Skip to content

Compute Services

There are 3 main types of compute in AWS:

  • Instances : Compute resources(EC2 instances ...) are measurables quantities of compute power(CPU, RAM ...) that can be requested, allocated, consumed.

  • EC2 instances are VMs that emulate physical hardware components.

  • Containers : Container management services that can run containers on either customer managed EC2 instances OR as a managed serverless offering running containers on AWS Fargate.

    • EKS(Elastic Kubernetes Service) is a managed service that you can use to run k8s on AWS without nessarily having to operate your on worker nodes.
    • ECS(Elastic Container Service) using it, you can deploy containerized workoads on a managed cluster of EC2 instances.

  • Lambda : using it, you can run code without provisioning or managing servers(Serverless). You pay only for the compute time you consume.

Instances - EC2

When you stop and start an EC2 instance, your instance may be placed on a new underlying physical server.
It gets a new public IP address but maintains the same private IP addresses.

++++++++

> **Assignment**: Transcribe the AWS compute notes from "Compute Services" to "requested, allocated, consumed.". The records are separate from the AWS compute notes.

++++++++

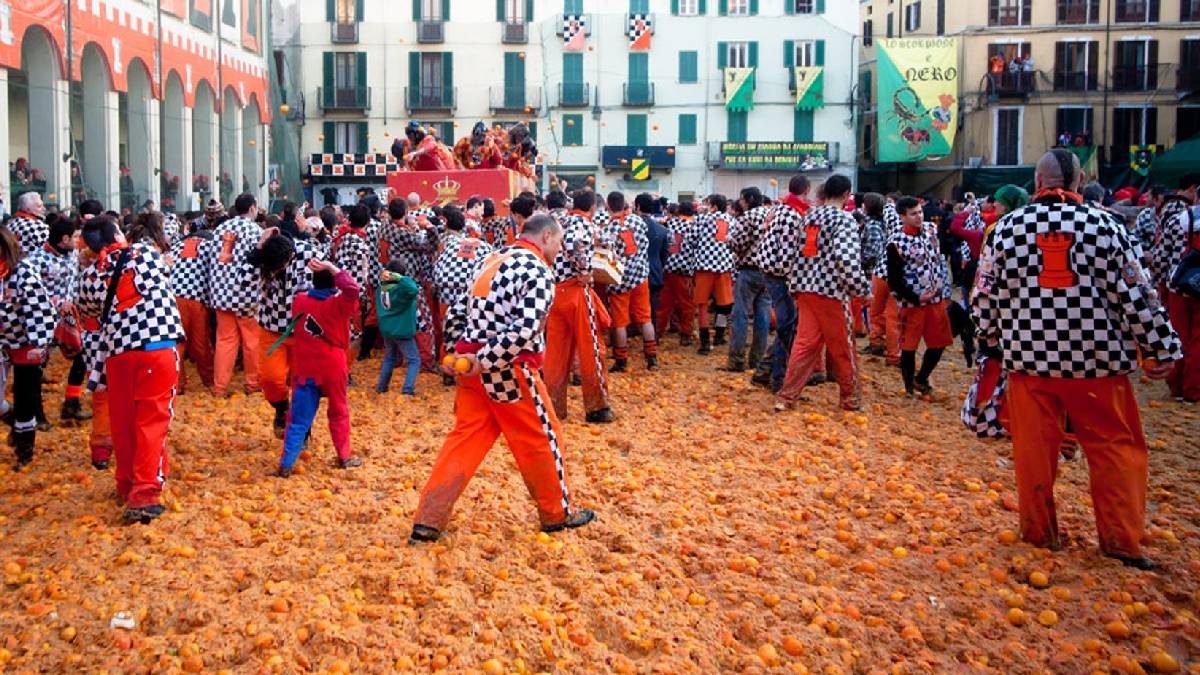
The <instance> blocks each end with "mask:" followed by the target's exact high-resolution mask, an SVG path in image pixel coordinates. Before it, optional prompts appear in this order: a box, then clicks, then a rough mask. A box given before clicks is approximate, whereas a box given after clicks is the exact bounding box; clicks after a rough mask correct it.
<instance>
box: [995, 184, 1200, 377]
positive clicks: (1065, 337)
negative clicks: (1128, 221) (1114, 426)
mask: <svg viewBox="0 0 1200 675" xmlns="http://www.w3.org/2000/svg"><path fill="white" fill-rule="evenodd" d="M1051 233H1054V235H1055V237H1058V238H1062V237H1068V238H1070V239H1072V243H1070V247H1069V249H1068V252H1067V268H1068V269H1067V270H1061V271H1066V273H1067V277H1066V281H1064V282H1063V281H1060V282H1058V283H1056V285H1054V286H1051V285H1048V283H1044V282H1042V281H1040V279H1039V276H1040V275H1043V274H1045V267H1044V265H1045V259H1046V256H1045V255H1044V253H1042V251H1040V250H1039V245H1038V240H1037V238H1038V237H1044V235H1048V234H1051ZM1060 276H1062V275H1061V274H1060ZM1060 286H1066V287H1060ZM972 305H973V315H974V321H976V327H977V333H978V335H979V339H980V344H982V345H983V346H984V347H1000V348H1002V351H1003V357H1004V368H1006V369H1007V370H1008V371H1009V372H1022V374H1026V375H1038V376H1043V377H1072V378H1076V377H1108V376H1112V375H1120V374H1124V372H1130V371H1132V370H1134V368H1136V365H1138V356H1139V351H1140V352H1141V356H1142V357H1145V358H1153V359H1158V360H1159V362H1164V363H1166V362H1172V360H1177V359H1180V358H1181V356H1182V354H1181V347H1180V337H1178V335H1176V333H1175V329H1174V328H1171V324H1170V322H1169V321H1168V317H1166V311H1165V309H1164V307H1163V306H1162V305H1160V303H1159V300H1158V295H1157V293H1156V292H1154V289H1153V288H1152V287H1151V285H1150V280H1148V277H1147V276H1146V273H1145V270H1144V269H1142V267H1141V261H1139V259H1138V253H1136V249H1135V247H1134V245H1133V243H1132V241H1130V239H1129V235H1128V234H1127V233H1126V228H1124V225H1123V223H1121V222H1120V221H1117V220H1116V219H1115V217H1114V216H1112V215H1111V214H1108V213H1105V211H1102V210H1099V209H1092V208H1088V207H1086V205H1079V204H1072V203H1048V202H1045V201H1037V202H1033V203H1032V204H1030V205H1027V207H1024V208H1020V209H1016V210H1015V211H1013V213H1012V214H1010V215H1009V216H1008V217H1006V219H1003V220H1001V221H1000V222H998V223H997V225H996V227H995V228H994V229H992V231H991V233H990V234H989V235H988V238H986V239H985V240H984V244H983V249H982V251H980V256H979V273H978V275H977V276H976V286H974V291H973V293H972Z"/></svg>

++++++++

> **Response**:
Compute Services

There are 3 main types of compute in AWS:

  • Instances : Compute resources(EC2 instances ...) are measurables quantities of compute power(CPU, RAM ...) that can be requested, allocated, consumed.